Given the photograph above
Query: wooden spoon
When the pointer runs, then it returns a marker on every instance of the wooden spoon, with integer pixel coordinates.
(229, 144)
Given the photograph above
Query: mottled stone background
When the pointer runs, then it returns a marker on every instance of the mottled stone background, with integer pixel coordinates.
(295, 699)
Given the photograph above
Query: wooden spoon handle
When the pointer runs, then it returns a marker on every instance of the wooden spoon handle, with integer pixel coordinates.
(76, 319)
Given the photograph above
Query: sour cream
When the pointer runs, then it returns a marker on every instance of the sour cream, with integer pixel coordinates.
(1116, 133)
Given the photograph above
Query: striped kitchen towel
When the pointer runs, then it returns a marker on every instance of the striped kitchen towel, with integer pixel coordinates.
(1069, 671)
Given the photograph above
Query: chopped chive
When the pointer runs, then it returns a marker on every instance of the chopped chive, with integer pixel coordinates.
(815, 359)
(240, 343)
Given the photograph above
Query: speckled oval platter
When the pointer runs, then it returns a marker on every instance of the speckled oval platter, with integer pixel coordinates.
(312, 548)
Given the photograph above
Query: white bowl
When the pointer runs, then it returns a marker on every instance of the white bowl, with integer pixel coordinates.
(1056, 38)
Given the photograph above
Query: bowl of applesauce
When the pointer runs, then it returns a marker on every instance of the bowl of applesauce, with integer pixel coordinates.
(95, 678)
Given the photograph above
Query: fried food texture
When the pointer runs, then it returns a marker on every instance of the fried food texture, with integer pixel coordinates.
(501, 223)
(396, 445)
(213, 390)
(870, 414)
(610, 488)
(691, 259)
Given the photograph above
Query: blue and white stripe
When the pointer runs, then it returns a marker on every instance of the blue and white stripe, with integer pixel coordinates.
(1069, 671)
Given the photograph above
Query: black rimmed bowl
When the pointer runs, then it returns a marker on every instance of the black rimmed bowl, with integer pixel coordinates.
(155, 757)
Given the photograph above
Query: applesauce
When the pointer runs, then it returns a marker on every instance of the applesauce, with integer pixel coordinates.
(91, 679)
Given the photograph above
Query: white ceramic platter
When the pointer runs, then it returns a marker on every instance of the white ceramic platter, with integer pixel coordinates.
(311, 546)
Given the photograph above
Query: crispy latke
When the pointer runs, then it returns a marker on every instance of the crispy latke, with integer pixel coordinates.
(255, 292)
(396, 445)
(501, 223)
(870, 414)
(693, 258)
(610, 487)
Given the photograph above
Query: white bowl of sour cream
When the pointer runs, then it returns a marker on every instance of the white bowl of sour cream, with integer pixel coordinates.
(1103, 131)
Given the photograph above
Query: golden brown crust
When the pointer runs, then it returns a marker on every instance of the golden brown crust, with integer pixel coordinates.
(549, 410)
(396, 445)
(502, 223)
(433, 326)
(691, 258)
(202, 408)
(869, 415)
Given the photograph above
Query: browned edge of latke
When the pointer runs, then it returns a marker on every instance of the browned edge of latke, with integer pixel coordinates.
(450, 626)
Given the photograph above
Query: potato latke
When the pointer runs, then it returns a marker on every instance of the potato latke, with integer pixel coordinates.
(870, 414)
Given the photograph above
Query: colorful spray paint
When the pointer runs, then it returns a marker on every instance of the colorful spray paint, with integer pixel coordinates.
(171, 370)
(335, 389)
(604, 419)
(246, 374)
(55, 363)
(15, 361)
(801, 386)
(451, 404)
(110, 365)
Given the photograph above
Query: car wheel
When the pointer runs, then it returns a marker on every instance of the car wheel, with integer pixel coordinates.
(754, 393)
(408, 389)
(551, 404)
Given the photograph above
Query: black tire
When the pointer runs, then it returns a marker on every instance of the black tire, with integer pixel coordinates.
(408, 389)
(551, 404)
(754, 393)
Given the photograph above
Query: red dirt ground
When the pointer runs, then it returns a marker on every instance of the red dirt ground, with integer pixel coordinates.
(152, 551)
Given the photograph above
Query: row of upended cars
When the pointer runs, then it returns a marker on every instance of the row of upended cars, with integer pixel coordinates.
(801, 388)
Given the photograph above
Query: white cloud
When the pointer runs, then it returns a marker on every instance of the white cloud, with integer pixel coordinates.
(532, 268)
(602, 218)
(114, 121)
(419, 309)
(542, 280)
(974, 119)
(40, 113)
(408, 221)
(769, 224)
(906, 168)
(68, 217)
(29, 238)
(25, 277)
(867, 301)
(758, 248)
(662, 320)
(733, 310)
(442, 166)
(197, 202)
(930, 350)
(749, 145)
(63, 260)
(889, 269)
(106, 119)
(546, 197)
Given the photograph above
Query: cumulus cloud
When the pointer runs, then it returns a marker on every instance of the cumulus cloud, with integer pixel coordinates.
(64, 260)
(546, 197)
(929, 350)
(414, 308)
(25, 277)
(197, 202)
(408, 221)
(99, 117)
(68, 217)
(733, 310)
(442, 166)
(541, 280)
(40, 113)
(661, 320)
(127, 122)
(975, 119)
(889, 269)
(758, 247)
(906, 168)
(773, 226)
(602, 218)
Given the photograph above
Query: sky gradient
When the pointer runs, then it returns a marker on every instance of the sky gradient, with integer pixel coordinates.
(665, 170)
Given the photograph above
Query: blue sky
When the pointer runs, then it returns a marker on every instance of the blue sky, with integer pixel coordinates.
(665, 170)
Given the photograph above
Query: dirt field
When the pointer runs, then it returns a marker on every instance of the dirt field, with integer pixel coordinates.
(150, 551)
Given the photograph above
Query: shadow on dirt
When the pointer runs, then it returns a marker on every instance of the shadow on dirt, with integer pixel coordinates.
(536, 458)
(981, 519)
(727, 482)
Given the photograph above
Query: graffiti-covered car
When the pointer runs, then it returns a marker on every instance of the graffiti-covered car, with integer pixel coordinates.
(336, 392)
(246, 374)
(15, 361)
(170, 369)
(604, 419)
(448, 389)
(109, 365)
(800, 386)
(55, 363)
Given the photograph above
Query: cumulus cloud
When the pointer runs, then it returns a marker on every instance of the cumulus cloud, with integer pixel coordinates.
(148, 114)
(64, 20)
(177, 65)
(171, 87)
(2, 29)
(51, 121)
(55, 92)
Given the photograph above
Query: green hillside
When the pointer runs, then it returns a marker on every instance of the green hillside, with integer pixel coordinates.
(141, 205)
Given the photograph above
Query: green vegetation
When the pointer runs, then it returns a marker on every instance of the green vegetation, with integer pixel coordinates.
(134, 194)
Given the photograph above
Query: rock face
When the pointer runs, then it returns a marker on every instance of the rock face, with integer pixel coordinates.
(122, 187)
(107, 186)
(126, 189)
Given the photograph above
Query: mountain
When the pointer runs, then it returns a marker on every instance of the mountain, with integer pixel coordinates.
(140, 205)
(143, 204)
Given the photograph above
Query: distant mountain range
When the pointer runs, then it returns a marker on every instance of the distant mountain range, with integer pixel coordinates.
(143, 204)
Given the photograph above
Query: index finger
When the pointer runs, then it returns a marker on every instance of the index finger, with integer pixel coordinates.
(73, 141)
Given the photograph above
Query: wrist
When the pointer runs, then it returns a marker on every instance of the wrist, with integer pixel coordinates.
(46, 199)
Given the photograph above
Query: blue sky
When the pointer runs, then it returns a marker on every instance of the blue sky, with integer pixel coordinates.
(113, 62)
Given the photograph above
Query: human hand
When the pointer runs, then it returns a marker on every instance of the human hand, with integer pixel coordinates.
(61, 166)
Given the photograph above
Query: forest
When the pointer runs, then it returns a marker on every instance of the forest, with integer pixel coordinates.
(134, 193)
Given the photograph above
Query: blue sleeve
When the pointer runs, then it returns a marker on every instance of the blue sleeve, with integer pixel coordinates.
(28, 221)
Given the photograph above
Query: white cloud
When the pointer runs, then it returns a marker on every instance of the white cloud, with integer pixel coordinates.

--*--

* Goal of the exercise *
Having read the records above, reproduce each one exactly.

* Result for this exercise *
Given the photograph above
Query: wooden spoon
When the pointer runs, then it returns a marker on every instance of the wooden spoon, with integer pixel coordinates.
(229, 144)
Given the photograph above
Query: mottled stone background
When the pointer runs, then it returns a marker on every instance of the mottled stone background, with integer pixel coordinates.
(295, 699)
Given the photograph above
Query: wooden spoon handle
When the pointer runs, then it returns a marker on every instance of the wooden spoon handle, with integer pixel coordinates.
(76, 319)
Given the photograph above
Query: sour cream
When the pointer runs, then it returns a marker on every instance of the sour cream, with integer pixel coordinates.
(1116, 133)
Given the photograph above
Query: striped kitchen towel
When the pointer runs, then it returns a marker on every instance of the striped kitchen towel, with integer pixel coordinates.
(1069, 671)
Given the photograph above
Query: chopped chive
When the pointer runs, then it returns a marker on every instance of the chopped chive, with integer pixel coordinates.
(815, 359)
(240, 343)
Given the photograph above
Query: speckled oval platter
When the pointer runs, then it returns a marker on every instance of the speckled oval platter, with integer pixel coordinates.
(312, 548)
Given the photograph above
Query: white bowl
When the pointer runs, then it returns a marker on every instance of the white bowl, with integer pixel coordinates.
(1056, 38)
Given the photograph above
Query: bowl of applesauce
When the pointer runs, then it returns a marker on every instance of the bowl of applesauce, with integer pixel coordinates.
(95, 678)
Given the photograph above
Query: fried food texture
When the pointer runs, then it returns a marker on every instance of the fried food texture, with integer pixel coordinates.
(501, 223)
(396, 445)
(213, 390)
(870, 414)
(610, 488)
(691, 259)
Given the photograph above
Query: blue and white stripe
When the pointer runs, then it returns a marker on every instance of the blue and white stripe, with integer pixel coordinates.
(1069, 671)
Given the photograph above
Query: black rimmed bowl
When the pointer runs, then it returns a marker on every instance of the black rimmed bowl, with integer pixel coordinates.
(155, 757)
Given the photograph above
Query: applesauce
When the pointer runs, then it returns a marker on every instance of the applesauce, with integer pixel coordinates.
(91, 679)
Given the photograph above
Query: white ceramic platter
When the pointer runs, then it returns a marker on every instance of the white ceramic platter, with integer pixel coordinates.
(311, 546)
Given the photograph above
Query: crispy latke
When the pointer runs, then it returns a marker on every instance of the crispy latke, with integer pixel coordinates.
(255, 292)
(396, 445)
(501, 223)
(870, 414)
(693, 258)
(610, 487)
Given the photograph above
Query: white bowl of sour cream
When the pointer runs, then it returns a marker on every instance of the white bowl of sour cream, with integer pixel coordinates.
(1103, 131)
Given the photograph above
Query: golden brown crust
When the pointer runs, then it returns a marker on every instance of the golden brown crust, with integer pixel coordinates.
(549, 410)
(396, 445)
(502, 223)
(433, 326)
(691, 258)
(202, 408)
(869, 415)
Given the photograph above
Query: browned edge of latke
When the pointer runs, then it returns a marker on every instance of the browned edge of latke, with integer pixel coordinates.
(450, 626)
Given the photograph above
Query: potato latke
When the pointer runs, then it returns a marker on every instance of the potato latke, with integer pixel coordinates.
(870, 414)
Given the photograph above
Query: colorful spray paint
When the pointer runs, then it returns a marker on every instance of the colorful spray paint, with integer pixel coordinates.
(171, 370)
(335, 389)
(604, 419)
(246, 374)
(55, 363)
(15, 361)
(801, 386)
(451, 404)
(110, 365)
Given the photograph above
Query: car wheel
When the pointer runs, then it returns a marker on every instance of the car wheel, with integer pixel coordinates.
(754, 393)
(408, 389)
(551, 404)
Given the photograph above
Query: black tire
When the pointer runs, then it returns a marker on every instance of the black tire, with integer pixel coordinates.
(408, 389)
(551, 404)
(754, 393)
Given the photograph above
Query: red dirt ground
When the pointer runs, then it returns a marker on every instance of the red dirt ground, with integer pixel coordinates.
(152, 551)
Given the photograph above
Query: row of upended cars
When the pointer runs, then it returns a marker on every instance of the row of upended cars, with integer pixel coordinates.
(801, 388)
Given the photograph above
Query: white cloud
When the pointer runs, then it returns a marker on every instance of the white cloud, with integer pixel coordinates.
(532, 268)
(602, 218)
(114, 121)
(419, 309)
(542, 280)
(974, 119)
(40, 113)
(408, 221)
(769, 224)
(906, 168)
(68, 217)
(29, 238)
(25, 277)
(867, 301)
(758, 248)
(662, 320)
(733, 310)
(442, 166)
(197, 202)
(930, 350)
(749, 145)
(63, 260)
(889, 269)
(106, 119)
(546, 197)
Given the photograph above
Query: cumulus cloud
When the pointer runs, then it returns a marker on every instance of the cumulus cloud, with integer pixel coordinates.
(64, 260)
(546, 197)
(929, 350)
(414, 308)
(25, 277)
(197, 202)
(408, 221)
(99, 117)
(68, 217)
(733, 310)
(442, 166)
(541, 280)
(40, 113)
(661, 320)
(127, 122)
(975, 119)
(889, 269)
(758, 247)
(906, 168)
(773, 226)
(602, 218)
Given the photograph above
Query: sky gradient
When the pointer runs, then it returns a marker on every instance of the sky gradient, with integer pixel coordinates.
(665, 170)
Given the photograph above
Query: blue sky
When the pointer runs, then it returns a marker on every instance of the blue sky, with integer pixel coordinates.
(665, 170)
Given the photograph above
Query: dirt field
When the pointer runs, then it returns a marker on every instance of the dirt field, with integer pixel coordinates.
(150, 551)
Given the photograph above
Query: shadow on dirt
When the pointer runs, then it returns a marker on every instance of the shadow on dirt, with integer pixel coordinates.
(536, 458)
(981, 519)
(727, 482)
Given the photograph above
Query: graffiti-covered car
When the pointer runs, then it returns a marker on every instance of the graffiti-covered car, with integer pixel coordinates.
(336, 392)
(246, 374)
(15, 361)
(170, 369)
(604, 419)
(448, 389)
(109, 365)
(800, 386)
(55, 363)
Given the photograph above
Query: cumulus cloud
When the pointer runs, then it returns a marker on every instance of the cumulus cloud, with integer pixel coordinates.
(148, 114)
(64, 20)
(177, 65)
(171, 87)
(2, 29)
(51, 121)
(55, 92)
Given the photograph above
Query: green hillside
When the pointer runs, then it returns a marker on every instance of the green hillside, with integer pixel coordinates.
(141, 205)
Given the photograph above
Query: green vegetation
When the pointer runs, then it returns a marker on every instance of the green vegetation, with integer pixel coordinates.
(134, 194)
Given the photograph above
Query: rock face
When the pointer runs, then it returns a marker on every instance of the rock face, with integer pixel coordinates.
(122, 187)
(107, 186)
(126, 189)
Given the photograph above
Query: mountain
When the pointer runs, then it returns a marker on every instance of the mountain, with integer pixel coordinates.
(140, 205)
(143, 204)
Given the photograph above
Query: distant mountain range
When the pointer runs, then it returns a marker on every instance of the distant mountain range, with integer pixel coordinates.
(143, 204)
Given the photograph above
Query: index finger
When the pointer runs, then it returns a marker on every instance of the index finger, with integer pixel coordinates.
(73, 141)
Given the photograph above
Query: wrist
When the pointer runs, then it returns a marker on every instance of the wrist, with integer pixel coordinates.
(46, 199)
Given the photograph above
Query: blue sky
When the pointer runs, then it returns a marker on every instance of the blue sky, with integer pixel coordinates.
(113, 62)
Given the photograph above
Query: human hand
When the pointer runs, then it returns a marker on every instance of the human hand, with integer pixel coordinates.
(61, 166)
Given the photograph above
Query: forest
When the pointer runs, then it returns a marker on every instance of the forest, with integer pixel coordinates.
(134, 193)
Given the photograph above
Query: blue sleeve
When the pointer runs, then it returns a marker on every instance of the blue sleeve, with integer pixel coordinates.
(28, 221)
Given the photograph above
Query: white cloud
When the pointer runs, then it returns a marker on every instance of the white cloud, with integer pixel coordinates.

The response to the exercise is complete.